Objective A:
According to the post about the padding-token error below, how much did the experiment cost to run?

Extracted text:
··········

ValueError: Asking to pad but the tokenizer does not have a padding token. Please select a token to use as `pad_token` `(tokenizer.pad_token = tokenizer.eos_token e.g.)` or add a new pad token via `tokenizer.add_special_tokens({'pad_token': '[PAD]'})`.

The message is pretty self-explanatory, so I added this to the code just after I created the tokenizer (you'll see this in the code in the version linked above):

tokenizer.pad_token = tokenizer.eos_token

I ran it again -- and got the expected OOM error in trainer.train(). I decided to try it without the torchrun overhead:


...and exactly the same error. So I shut down the machine. $4.84 to run that experiment; now I know how CERN feel ;-)

It was a bit of a pity that there wasn't a machine where I could do pure single-GPU training on the model, because the VRAM it needed would be an interesting comparison point for how how much you need when splitting the work over multiple GPUs. But it wasn't surprising that it didn't fit into 80GiB, considering that the 0.5B model needed 15.83GIB. That's a ratio of about 1:30, so an 8B model would need 240GiB, if it's linear.

··········

Data to use:
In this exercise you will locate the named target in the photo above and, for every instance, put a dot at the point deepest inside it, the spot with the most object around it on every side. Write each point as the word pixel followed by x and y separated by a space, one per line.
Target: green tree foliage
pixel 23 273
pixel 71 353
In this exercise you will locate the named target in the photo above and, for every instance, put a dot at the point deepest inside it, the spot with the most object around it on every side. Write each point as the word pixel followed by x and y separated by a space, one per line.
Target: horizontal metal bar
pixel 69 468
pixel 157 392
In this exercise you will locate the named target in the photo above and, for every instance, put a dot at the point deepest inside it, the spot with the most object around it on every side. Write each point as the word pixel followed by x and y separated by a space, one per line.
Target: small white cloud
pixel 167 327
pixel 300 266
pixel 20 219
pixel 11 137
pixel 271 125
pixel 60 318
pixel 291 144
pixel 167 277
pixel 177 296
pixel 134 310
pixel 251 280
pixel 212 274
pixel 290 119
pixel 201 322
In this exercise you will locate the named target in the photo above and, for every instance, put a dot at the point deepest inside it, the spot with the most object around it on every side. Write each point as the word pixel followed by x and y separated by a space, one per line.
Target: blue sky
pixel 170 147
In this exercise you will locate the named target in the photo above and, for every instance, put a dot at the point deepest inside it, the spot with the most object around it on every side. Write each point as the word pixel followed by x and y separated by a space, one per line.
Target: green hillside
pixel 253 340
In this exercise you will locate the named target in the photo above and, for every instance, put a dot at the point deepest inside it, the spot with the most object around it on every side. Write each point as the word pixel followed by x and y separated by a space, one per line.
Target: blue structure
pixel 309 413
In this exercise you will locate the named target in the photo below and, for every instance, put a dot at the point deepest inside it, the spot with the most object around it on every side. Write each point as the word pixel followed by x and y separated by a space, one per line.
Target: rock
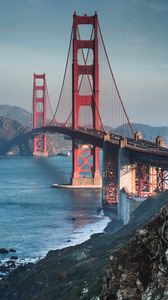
pixel 12 250
pixel 99 209
pixel 14 257
pixel 3 251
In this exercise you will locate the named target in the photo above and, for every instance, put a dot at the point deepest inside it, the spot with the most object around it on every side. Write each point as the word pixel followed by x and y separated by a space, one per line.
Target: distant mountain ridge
pixel 15 120
pixel 17 114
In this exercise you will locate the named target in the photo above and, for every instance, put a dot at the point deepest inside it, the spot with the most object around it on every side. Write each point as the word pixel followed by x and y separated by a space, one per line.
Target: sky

··········

Objective B:
Return the rows above word for word, starting with their first line and going on through the line that contains "pixel 157 392", both ends included.

Correct answer A:
$4.84

Correct answer B:
In this exercise you will locate the named target in the photo above and, for every instance, put a dot at the point deepest inside it, the spot with the most object around it on every side. Write each point as the word pixel followed by x and y separated by a space, one per line.
Target: green tree foliage
pixel 23 273
pixel 71 353
In this exercise you will locate the named target in the photo above and, for every instance, put a dot at the point deepest inside it, the spot with the most object around it on every side. Write each point as the word pixel followed by x and y separated by a space, one per line.
Target: horizontal metal bar
pixel 69 468
pixel 157 392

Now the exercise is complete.